§ **Work to do**:
Put every line of the items below into a JSON list of strings, with one string per line and blank lines left out.
★ ★ ★ ★
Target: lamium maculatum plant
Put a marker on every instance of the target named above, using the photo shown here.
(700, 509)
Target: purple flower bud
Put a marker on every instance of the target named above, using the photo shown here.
★ ★ ★ ★
§ **Result for this task**:
[
  "Target: lamium maculatum plant",
  "Put a marker on every instance of the target named above, using the photo shown here.",
  "(700, 509)",
  "Target: purple flower bud",
  "Put a marker on every instance of the target named above, using the photo shown here."
]